Stored data entries
=== Section Start ===

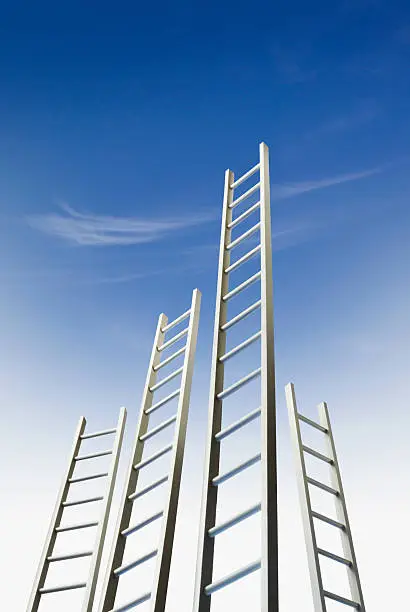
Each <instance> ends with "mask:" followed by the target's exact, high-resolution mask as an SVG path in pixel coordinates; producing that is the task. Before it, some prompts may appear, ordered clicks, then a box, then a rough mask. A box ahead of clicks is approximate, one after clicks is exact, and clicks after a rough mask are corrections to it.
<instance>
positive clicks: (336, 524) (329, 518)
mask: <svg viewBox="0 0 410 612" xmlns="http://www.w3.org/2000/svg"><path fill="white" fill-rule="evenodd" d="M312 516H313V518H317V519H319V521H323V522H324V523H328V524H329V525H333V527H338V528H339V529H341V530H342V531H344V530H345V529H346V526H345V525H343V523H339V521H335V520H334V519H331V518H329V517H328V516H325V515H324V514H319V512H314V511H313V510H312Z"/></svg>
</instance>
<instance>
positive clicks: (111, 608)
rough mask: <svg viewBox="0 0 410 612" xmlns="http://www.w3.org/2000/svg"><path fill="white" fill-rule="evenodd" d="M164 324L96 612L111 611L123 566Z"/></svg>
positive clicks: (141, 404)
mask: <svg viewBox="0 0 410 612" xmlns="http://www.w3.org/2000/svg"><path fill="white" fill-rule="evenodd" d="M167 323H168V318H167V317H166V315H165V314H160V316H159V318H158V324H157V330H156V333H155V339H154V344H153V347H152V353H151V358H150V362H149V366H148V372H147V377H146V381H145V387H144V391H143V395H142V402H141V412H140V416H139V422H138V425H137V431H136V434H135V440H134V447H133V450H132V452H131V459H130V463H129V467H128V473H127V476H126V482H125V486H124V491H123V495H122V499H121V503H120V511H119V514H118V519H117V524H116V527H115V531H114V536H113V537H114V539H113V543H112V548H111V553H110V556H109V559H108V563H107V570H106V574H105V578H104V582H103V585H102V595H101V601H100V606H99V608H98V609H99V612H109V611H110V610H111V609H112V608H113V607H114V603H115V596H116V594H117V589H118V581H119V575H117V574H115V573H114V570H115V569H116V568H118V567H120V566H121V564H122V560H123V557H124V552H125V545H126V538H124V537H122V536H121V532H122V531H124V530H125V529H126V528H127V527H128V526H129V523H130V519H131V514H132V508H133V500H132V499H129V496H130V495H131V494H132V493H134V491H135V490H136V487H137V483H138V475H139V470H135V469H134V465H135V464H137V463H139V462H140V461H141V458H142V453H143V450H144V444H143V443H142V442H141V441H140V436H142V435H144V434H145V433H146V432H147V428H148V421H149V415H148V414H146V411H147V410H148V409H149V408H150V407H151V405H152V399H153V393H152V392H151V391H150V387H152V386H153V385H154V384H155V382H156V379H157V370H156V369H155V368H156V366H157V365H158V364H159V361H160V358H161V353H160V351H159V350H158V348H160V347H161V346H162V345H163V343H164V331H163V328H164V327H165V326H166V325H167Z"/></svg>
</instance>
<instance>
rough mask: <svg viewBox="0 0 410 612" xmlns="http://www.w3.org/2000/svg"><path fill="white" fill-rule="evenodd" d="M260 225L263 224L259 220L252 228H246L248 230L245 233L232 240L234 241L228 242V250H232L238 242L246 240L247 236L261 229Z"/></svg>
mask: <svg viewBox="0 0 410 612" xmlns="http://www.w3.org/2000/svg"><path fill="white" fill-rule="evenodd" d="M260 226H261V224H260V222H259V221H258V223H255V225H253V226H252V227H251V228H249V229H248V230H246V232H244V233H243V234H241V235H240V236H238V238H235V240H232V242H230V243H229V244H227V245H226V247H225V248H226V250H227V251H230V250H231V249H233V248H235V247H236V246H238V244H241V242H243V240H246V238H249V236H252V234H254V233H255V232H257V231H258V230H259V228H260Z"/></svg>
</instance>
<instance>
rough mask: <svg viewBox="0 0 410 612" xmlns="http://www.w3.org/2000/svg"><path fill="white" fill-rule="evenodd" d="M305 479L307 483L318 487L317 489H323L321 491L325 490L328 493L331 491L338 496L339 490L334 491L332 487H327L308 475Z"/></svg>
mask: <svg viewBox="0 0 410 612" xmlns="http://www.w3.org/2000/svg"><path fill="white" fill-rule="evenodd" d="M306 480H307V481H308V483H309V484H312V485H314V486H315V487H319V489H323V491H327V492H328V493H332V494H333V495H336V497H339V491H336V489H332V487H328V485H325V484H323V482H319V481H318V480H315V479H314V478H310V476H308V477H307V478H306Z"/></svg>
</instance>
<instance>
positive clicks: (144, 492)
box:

=== Section End ===

**Task prompt:**
Once the pictures are set aside, reproduce the records in full and exactly.

**Task response:**
Each <instance> ends with "mask:" followed by the target's exact, high-resolution mask as an SVG path in pixel coordinates; producing that is the task. Before it, some prompts may appear, ordered clicks, then a box, then a rough mask. A box ahead of clicks is approximate, one after clicks is exact, and clicks after a rough mask are corrections to it.
<instance>
positive clicks: (336, 524) (329, 518)
mask: <svg viewBox="0 0 410 612" xmlns="http://www.w3.org/2000/svg"><path fill="white" fill-rule="evenodd" d="M312 516H313V518H317V519H319V521H323V522H324V523H328V524H329V525H333V527H338V528H339V529H341V530H342V531H344V530H345V529H346V526H345V525H343V523H339V521H335V520H334V519H331V518H329V517H328V516H325V515H324V514H319V512H314V511H313V510H312Z"/></svg>
</instance>
<instance>
positive clicks: (111, 608)
rough mask: <svg viewBox="0 0 410 612" xmlns="http://www.w3.org/2000/svg"><path fill="white" fill-rule="evenodd" d="M164 324L96 612L111 611L123 566Z"/></svg>
positive clicks: (141, 404)
mask: <svg viewBox="0 0 410 612" xmlns="http://www.w3.org/2000/svg"><path fill="white" fill-rule="evenodd" d="M167 323H168V318H167V317H166V315H165V314H160V316H159V318H158V324H157V330H156V333H155V339H154V344H153V347H152V353H151V358H150V362H149V366H148V372H147V377H146V381H145V387H144V391H143V395H142V402H141V412H140V416H139V422H138V425H137V431H136V434H135V440H134V447H133V450H132V452H131V459H130V463H129V467H128V473H127V476H126V482H125V486H124V491H123V495H122V499H121V503H120V511H119V514H118V519H117V524H116V527H115V531H114V536H113V537H114V539H113V543H112V548H111V553H110V556H109V559H108V563H107V570H106V574H105V578H104V582H103V585H102V595H101V601H100V606H99V608H98V609H99V612H109V611H110V610H111V609H112V608H113V607H114V603H115V596H116V594H117V589H118V581H119V575H117V574H115V573H114V570H115V569H116V568H118V567H120V566H121V564H122V560H123V557H124V552H125V545H126V538H124V537H122V536H121V532H122V531H124V530H125V529H126V528H127V527H128V526H129V523H130V519H131V514H132V508H133V500H132V499H129V496H130V495H131V494H132V493H134V491H135V490H136V487H137V483H138V475H139V470H135V469H134V465H135V464H137V463H139V462H140V461H141V458H142V453H143V450H144V444H143V443H142V442H141V441H140V436H142V435H144V434H145V433H146V432H147V428H148V421H149V415H148V414H146V411H147V410H148V409H149V408H150V407H151V405H152V399H153V393H152V392H151V391H150V387H152V386H153V385H154V384H155V382H156V379H157V370H156V369H155V368H156V366H157V365H158V364H159V361H160V358H161V353H160V351H159V350H158V348H160V347H161V346H162V345H163V343H164V331H163V328H164V327H165V326H166V325H167Z"/></svg>
</instance>
<instance>
rough mask: <svg viewBox="0 0 410 612" xmlns="http://www.w3.org/2000/svg"><path fill="white" fill-rule="evenodd" d="M260 225L263 224L259 220L252 228H246L248 230L245 233L232 240L234 241L228 242V250H232L238 242L246 240L247 236L261 229Z"/></svg>
mask: <svg viewBox="0 0 410 612" xmlns="http://www.w3.org/2000/svg"><path fill="white" fill-rule="evenodd" d="M260 226H261V224H260V222H259V221H258V223H255V225H253V226H252V227H251V228H249V229H248V230H246V232H244V233H243V234H241V235H240V236H238V238H235V240H232V242H230V243H229V244H227V245H226V247H225V248H226V250H227V251H230V250H231V249H233V248H235V247H236V246H238V244H241V242H243V240H246V238H249V236H252V234H254V233H255V232H257V231H258V230H259V228H260Z"/></svg>
</instance>
<instance>
rough mask: <svg viewBox="0 0 410 612" xmlns="http://www.w3.org/2000/svg"><path fill="white" fill-rule="evenodd" d="M305 479L307 483L318 487L317 489H323L321 491L325 490L328 493L331 491L338 496L339 490L334 491L332 487H327L308 475Z"/></svg>
mask: <svg viewBox="0 0 410 612" xmlns="http://www.w3.org/2000/svg"><path fill="white" fill-rule="evenodd" d="M306 480H307V481H308V483H309V484H312V485H314V486H315V487H319V489H323V491H327V492H328V493H332V494H333V495H336V497H339V491H336V489H332V487H328V485H325V484H323V482H319V481H318V480H315V479H314V478H310V476H308V477H307V478H306Z"/></svg>
</instance>
<instance>
positive clicks: (144, 492)
box:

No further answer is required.